(Region annotation data)
--- begin ---
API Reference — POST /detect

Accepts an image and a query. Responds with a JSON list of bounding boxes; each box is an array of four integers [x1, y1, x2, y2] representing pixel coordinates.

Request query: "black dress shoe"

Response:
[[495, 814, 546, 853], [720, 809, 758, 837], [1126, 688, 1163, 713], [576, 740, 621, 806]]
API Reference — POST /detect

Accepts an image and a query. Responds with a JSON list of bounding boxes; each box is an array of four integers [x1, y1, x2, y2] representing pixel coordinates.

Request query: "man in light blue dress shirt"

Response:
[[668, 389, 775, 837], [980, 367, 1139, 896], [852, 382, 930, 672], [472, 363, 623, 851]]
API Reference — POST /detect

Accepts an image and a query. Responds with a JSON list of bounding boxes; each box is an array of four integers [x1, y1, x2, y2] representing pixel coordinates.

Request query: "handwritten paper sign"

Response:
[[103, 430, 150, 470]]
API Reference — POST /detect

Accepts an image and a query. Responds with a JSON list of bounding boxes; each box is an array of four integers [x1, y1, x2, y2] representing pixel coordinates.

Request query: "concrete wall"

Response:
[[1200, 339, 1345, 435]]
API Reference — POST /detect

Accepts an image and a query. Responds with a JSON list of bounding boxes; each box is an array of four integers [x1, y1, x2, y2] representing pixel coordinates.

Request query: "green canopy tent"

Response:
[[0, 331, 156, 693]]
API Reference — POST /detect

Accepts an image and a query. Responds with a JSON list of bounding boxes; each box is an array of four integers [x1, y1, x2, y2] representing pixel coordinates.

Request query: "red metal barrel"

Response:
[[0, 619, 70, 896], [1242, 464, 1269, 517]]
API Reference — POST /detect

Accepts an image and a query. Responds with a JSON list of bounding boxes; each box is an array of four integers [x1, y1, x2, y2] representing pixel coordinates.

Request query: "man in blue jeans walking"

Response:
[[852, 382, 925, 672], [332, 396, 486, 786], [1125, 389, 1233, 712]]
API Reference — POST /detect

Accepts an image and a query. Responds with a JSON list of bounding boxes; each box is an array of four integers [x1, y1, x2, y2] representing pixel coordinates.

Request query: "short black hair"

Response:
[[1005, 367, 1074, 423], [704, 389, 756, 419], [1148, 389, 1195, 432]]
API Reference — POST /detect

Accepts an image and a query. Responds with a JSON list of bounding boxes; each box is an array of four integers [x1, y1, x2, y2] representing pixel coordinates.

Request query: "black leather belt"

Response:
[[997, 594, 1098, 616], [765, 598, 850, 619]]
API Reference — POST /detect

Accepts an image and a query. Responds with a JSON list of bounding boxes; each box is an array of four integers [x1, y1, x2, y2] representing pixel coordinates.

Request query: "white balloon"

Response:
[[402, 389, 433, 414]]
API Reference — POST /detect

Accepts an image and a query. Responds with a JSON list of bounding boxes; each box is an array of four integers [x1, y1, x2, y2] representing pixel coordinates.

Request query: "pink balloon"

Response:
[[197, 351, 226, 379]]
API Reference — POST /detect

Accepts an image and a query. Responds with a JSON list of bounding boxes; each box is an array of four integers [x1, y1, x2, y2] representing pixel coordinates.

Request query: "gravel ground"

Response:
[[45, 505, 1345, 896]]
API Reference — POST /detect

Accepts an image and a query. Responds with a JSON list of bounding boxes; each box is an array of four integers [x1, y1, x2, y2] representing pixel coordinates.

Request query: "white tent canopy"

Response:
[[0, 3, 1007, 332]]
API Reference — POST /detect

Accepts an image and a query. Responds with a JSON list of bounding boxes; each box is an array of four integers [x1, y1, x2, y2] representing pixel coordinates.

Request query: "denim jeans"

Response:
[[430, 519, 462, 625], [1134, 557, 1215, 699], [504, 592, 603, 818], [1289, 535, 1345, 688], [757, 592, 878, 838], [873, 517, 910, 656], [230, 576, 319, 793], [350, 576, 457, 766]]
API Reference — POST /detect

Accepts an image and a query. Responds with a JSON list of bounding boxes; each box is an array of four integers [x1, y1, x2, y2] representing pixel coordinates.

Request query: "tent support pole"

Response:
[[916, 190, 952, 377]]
--- end ---
■ Job ■
Pick out every line in the data above that contains the word "canopy".

■ Final result ■
Request query: "green canopy tent"
Request query: "white tent canopy"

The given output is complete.